» TASK STATEMENT:
Convert the entries starting at the line containing "Annotation guideline — the target class is silver" and ending at the line containing "356;94;416;184" into a two-column CSV with the headers instruction and boxes, one row per entry. Enclose each field in double quotes and replace any line breaks inside a field with spaces.

» INPUT:
%%

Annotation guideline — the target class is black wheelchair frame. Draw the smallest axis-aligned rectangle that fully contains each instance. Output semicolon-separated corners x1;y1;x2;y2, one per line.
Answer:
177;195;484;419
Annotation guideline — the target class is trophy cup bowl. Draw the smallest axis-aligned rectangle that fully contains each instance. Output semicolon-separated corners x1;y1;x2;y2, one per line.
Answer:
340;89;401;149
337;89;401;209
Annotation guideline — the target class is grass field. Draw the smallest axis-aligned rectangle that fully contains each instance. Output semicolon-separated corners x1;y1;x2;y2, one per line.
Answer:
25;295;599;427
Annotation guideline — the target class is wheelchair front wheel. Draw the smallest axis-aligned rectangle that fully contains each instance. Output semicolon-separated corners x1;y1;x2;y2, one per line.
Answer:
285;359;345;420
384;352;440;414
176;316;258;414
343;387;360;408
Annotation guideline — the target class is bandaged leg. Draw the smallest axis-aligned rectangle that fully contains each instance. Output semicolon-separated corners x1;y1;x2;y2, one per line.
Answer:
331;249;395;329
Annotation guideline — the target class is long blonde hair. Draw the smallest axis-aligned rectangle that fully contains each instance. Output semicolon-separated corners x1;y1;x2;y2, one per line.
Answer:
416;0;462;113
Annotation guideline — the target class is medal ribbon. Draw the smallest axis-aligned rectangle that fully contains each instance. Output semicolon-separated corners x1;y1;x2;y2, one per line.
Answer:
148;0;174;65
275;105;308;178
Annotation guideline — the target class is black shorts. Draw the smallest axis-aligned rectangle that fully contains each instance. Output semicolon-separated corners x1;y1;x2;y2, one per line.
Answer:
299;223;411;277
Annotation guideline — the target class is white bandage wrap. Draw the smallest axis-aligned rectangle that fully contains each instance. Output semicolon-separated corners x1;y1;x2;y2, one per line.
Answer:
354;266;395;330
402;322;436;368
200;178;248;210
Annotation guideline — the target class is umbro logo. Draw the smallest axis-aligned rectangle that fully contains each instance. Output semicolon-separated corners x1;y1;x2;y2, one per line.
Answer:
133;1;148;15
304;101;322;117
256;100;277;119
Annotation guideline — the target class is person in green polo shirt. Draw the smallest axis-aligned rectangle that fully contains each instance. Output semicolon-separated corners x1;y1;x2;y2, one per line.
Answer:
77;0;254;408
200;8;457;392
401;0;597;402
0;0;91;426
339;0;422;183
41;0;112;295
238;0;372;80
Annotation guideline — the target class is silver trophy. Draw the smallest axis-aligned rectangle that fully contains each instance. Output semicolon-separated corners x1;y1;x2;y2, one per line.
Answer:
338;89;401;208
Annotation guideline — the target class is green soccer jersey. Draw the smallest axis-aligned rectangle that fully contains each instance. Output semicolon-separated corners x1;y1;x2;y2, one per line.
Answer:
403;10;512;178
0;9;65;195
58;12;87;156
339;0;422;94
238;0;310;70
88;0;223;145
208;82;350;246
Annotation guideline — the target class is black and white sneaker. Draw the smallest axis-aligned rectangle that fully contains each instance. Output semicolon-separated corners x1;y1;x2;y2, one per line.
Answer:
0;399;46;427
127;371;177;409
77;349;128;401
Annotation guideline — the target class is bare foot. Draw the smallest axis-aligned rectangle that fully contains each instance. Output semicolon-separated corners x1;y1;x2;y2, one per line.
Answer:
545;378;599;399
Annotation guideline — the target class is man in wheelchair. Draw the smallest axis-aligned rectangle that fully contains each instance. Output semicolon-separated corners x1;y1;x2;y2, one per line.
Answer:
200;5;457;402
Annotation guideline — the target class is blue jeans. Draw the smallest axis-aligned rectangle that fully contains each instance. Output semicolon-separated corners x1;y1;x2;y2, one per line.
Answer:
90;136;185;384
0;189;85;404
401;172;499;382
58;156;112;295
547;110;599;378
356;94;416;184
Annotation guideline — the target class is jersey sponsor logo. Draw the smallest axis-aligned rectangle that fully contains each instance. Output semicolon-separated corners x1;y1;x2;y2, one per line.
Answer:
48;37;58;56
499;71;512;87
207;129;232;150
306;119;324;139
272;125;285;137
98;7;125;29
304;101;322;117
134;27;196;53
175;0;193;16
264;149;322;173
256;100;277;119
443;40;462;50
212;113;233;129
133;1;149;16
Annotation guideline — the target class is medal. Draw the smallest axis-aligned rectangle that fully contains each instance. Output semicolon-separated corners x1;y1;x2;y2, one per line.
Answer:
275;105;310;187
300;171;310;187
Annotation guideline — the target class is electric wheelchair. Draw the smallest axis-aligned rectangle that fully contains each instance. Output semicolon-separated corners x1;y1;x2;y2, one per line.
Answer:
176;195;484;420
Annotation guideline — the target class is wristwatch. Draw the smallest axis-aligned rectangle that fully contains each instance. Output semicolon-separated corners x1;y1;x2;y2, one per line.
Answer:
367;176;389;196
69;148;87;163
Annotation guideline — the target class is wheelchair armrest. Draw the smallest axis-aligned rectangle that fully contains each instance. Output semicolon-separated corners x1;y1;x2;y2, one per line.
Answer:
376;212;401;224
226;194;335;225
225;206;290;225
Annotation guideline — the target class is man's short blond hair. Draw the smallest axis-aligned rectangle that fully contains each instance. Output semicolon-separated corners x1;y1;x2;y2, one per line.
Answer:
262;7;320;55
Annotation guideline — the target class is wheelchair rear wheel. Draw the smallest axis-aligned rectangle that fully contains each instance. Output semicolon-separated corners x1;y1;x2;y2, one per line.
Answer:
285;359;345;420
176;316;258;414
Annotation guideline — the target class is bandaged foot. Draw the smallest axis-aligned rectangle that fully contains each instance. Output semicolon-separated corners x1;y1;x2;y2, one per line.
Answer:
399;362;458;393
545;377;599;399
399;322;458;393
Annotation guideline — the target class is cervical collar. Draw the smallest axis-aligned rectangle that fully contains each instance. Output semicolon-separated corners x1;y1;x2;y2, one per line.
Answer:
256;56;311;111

%%
%%

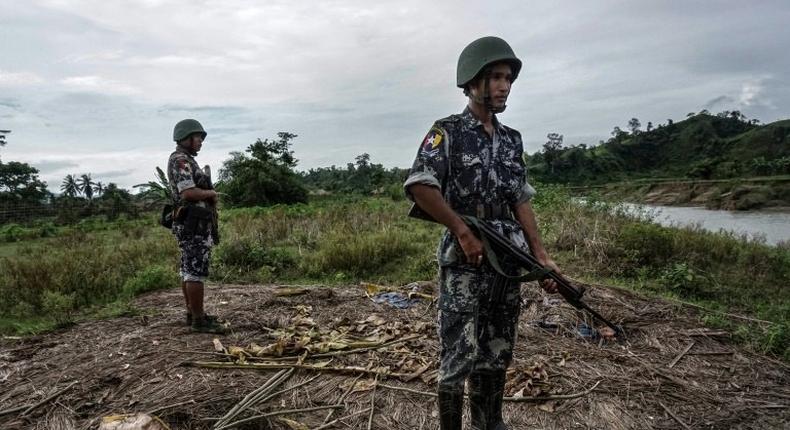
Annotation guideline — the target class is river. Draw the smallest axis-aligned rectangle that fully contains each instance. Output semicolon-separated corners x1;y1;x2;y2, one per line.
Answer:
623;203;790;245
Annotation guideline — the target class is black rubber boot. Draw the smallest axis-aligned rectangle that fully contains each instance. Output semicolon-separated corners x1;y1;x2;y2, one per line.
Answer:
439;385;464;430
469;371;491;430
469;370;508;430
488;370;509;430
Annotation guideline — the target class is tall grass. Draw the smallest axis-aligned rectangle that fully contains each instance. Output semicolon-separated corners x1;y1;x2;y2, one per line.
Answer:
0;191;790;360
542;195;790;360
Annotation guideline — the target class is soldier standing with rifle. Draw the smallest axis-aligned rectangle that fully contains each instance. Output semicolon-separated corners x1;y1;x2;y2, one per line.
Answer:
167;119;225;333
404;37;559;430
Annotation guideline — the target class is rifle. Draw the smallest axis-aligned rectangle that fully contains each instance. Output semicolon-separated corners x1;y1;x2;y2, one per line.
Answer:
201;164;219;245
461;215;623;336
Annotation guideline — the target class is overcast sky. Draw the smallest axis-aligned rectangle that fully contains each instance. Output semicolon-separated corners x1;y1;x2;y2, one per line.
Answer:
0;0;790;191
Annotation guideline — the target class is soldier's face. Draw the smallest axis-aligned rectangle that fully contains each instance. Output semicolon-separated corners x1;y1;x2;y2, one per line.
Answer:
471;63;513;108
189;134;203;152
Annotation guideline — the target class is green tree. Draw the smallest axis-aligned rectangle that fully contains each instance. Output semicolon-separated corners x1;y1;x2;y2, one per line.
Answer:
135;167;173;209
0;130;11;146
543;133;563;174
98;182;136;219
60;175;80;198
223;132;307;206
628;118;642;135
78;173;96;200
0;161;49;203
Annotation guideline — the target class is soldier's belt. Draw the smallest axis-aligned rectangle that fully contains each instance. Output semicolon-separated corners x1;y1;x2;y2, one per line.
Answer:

%%

» SOLUTION FOR THIS EXERCISE:
instruction,boxes
"Annotation guideline — the target class is silver trophy. Draw the smallest axis-aligned rectangle that fully contains each instance. Output semicolon-separated corners x1;y1;x2;y2, one per line. Answer:","338;89;401;208"
"Annotation guideline — the target class is green soccer jersey. Draw the smallest axis-aligned rectangle that fully contains each instance. Output semicolon-separated corners x1;y1;x2;y2, one per line. Answer:","403;10;512;178 0;9;65;195 58;12;87;156 339;0;422;94 238;0;310;70 88;0;223;145 208;82;350;246"
"Annotation guideline — the target class is black and white sneaker. Draw the smallest axis-aligned rectangle that fully contains each instance. Output semicolon-separated corners x1;y1;x2;y2, one per line. Answer:","0;399;46;427 127;371;177;409 77;349;128;401"
"Annotation guideline — the target class is bare foot. Draw the smallest axis-aligned rectangle that fully contains each instance. Output semicolon-separated corners x1;y1;x2;y2, one per line. Answer:","545;378;599;399"
"Annotation guideline — the target class is man in wheelchair. Draw the smallest axis-aligned rectangle that fully contains each instance. Output semicolon-separated corners x1;y1;x2;y2, one per line. Answer:","200;5;457;402"
"Annotation guideline — the target class is blue jeans. Draw the smallest axis-aligned rectangle that fully contains each instance. Output semicolon-separated corners x1;y1;x2;y2, one per line. Answer:","90;136;185;384 0;189;85;404 401;172;499;382 58;156;112;295 547;110;599;378 356;94;416;184"